Can you repeat, word for word, the part of the listing below starting at the line that contains "drop a point: the pile of green beans" and ending at the listing's final line?

start

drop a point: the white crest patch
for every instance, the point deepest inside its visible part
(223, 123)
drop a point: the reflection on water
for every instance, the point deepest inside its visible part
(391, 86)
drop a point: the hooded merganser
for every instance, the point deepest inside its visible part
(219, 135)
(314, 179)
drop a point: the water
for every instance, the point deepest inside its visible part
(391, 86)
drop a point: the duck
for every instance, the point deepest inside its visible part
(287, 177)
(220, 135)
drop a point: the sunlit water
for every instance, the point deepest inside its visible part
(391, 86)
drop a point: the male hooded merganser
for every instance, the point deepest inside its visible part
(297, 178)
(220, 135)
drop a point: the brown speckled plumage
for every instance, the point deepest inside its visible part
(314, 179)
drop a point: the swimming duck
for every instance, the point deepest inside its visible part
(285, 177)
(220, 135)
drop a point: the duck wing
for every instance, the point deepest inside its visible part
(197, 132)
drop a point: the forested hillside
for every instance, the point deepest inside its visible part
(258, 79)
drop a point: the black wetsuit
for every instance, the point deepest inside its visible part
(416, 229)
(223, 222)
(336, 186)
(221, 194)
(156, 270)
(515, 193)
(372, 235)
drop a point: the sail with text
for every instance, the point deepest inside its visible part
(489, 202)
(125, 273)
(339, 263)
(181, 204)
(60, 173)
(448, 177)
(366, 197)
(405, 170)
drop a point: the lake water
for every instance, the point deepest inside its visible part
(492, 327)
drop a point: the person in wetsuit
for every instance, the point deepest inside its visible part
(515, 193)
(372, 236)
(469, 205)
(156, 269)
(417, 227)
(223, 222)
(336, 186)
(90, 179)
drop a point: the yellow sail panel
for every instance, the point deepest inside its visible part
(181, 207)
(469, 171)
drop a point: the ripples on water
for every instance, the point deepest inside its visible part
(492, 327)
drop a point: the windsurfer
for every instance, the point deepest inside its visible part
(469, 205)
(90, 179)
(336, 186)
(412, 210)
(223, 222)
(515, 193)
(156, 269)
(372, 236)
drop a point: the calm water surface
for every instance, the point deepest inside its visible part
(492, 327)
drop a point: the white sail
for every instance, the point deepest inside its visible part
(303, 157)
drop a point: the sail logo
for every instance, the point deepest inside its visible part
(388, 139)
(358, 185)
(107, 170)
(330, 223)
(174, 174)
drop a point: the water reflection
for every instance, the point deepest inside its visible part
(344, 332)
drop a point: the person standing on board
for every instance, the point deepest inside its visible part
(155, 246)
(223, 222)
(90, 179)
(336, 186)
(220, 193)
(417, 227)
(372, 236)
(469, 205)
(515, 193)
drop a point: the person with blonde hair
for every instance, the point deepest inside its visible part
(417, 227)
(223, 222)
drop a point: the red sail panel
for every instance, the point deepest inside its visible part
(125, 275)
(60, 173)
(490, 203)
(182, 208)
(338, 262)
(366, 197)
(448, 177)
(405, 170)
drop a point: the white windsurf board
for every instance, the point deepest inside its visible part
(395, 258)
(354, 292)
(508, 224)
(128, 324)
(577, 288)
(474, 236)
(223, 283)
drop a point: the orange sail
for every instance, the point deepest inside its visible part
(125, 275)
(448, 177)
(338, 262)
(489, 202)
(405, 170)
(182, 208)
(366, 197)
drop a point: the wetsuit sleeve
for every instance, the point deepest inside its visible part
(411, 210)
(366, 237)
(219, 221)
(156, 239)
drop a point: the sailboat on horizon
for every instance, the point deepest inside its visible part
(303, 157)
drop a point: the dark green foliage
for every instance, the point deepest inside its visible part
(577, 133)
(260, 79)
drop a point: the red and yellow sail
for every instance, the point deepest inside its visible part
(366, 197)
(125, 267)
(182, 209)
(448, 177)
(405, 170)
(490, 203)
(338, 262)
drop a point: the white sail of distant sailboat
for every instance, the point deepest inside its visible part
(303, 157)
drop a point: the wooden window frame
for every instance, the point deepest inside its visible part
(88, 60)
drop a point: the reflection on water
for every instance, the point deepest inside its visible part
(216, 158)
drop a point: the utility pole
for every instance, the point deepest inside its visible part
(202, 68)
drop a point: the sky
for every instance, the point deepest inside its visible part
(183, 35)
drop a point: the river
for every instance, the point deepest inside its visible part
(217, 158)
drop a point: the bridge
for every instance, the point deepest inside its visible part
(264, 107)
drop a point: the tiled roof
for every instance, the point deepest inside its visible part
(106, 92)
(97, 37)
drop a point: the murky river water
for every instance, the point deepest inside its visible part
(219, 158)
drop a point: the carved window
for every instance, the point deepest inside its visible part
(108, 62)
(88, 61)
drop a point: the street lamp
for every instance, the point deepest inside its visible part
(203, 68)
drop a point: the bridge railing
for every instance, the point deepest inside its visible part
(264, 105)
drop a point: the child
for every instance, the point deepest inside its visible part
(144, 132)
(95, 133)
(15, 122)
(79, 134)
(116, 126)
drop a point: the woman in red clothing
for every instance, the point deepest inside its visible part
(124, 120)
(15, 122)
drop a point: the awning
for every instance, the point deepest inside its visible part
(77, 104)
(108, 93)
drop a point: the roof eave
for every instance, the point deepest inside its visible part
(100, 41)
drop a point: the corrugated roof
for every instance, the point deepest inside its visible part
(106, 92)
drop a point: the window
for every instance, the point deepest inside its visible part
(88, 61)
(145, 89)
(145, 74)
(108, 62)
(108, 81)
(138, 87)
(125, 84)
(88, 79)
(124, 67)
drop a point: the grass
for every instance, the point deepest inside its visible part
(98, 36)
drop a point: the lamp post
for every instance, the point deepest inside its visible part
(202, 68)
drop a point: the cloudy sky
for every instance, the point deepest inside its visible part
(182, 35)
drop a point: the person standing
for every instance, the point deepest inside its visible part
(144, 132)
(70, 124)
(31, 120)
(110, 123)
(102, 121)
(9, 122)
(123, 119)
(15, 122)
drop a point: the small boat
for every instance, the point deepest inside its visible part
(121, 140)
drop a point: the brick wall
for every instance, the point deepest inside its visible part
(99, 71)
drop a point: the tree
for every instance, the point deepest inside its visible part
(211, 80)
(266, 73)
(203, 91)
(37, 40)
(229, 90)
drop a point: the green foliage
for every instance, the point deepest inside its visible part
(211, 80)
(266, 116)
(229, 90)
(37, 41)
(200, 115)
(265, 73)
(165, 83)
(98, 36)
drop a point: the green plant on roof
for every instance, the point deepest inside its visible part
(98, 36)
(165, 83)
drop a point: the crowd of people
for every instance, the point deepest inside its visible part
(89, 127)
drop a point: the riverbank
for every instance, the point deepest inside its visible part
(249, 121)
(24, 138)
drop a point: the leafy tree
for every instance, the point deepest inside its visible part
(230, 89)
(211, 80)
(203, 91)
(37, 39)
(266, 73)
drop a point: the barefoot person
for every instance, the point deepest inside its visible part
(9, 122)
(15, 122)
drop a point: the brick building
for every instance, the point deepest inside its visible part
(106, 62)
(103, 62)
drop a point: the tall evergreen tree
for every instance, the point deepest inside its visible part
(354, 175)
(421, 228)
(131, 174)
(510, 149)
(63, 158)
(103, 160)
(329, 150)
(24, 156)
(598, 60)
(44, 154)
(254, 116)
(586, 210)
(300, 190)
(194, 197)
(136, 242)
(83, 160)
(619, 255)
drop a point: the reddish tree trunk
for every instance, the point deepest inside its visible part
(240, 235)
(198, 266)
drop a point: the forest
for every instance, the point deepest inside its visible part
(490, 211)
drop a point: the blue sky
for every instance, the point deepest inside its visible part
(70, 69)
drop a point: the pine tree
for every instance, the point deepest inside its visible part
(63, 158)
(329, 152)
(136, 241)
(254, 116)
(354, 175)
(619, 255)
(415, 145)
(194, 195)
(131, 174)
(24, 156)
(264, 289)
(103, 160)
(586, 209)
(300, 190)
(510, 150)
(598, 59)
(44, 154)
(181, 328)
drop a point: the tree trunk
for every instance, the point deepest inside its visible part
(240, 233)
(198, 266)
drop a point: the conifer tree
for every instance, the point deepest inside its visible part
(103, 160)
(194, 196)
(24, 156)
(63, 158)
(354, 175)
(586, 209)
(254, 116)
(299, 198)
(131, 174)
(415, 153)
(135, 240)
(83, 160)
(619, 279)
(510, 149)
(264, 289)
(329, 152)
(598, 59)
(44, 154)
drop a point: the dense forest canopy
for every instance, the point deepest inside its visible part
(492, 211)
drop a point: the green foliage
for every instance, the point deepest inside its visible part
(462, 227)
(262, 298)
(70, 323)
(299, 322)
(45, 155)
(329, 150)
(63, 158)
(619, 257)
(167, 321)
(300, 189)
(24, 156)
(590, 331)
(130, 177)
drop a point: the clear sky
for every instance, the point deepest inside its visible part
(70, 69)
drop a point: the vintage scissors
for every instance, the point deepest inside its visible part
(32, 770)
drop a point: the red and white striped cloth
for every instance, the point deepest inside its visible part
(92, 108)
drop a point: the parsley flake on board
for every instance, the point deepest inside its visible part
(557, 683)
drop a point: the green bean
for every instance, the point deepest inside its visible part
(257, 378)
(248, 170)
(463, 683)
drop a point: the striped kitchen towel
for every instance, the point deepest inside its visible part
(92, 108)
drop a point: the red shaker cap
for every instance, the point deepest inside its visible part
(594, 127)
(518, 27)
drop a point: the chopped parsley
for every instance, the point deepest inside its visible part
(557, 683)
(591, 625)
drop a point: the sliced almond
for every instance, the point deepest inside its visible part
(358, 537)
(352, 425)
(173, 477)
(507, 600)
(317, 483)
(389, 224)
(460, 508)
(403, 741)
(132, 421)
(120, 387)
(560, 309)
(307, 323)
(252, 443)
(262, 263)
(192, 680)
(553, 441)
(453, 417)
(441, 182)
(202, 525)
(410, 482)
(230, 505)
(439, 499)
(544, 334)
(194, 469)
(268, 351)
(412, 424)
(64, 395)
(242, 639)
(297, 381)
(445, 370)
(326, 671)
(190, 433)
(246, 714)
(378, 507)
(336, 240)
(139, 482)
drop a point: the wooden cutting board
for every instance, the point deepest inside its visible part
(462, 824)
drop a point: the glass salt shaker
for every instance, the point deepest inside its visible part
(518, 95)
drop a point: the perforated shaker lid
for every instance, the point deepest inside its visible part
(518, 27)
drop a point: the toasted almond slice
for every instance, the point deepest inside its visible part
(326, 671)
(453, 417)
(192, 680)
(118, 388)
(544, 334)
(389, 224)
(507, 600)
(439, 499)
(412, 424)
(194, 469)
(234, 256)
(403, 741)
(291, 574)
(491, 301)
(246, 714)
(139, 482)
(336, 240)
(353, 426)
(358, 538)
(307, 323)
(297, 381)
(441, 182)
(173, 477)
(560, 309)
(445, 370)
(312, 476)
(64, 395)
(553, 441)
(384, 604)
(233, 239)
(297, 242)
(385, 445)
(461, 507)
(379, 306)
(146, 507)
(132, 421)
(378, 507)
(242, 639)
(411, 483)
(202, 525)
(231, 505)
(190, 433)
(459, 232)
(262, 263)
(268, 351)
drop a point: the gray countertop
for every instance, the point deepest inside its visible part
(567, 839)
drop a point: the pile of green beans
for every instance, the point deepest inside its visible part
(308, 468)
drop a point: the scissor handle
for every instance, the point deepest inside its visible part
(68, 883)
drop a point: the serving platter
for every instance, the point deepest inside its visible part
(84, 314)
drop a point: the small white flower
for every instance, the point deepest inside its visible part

end

THE SOLUTION
drop a point: the pile of green beans
for every instance, the point deepest inside its visible part
(308, 468)
drop a point: the scissor handle
for every instance, the point deepest inside its visible part
(68, 883)
drop a point: the serving platter
for every instance, the point deepest inside its visible part
(84, 314)
drop a point: the small white flower
for every instance, the point deepest inside its visible part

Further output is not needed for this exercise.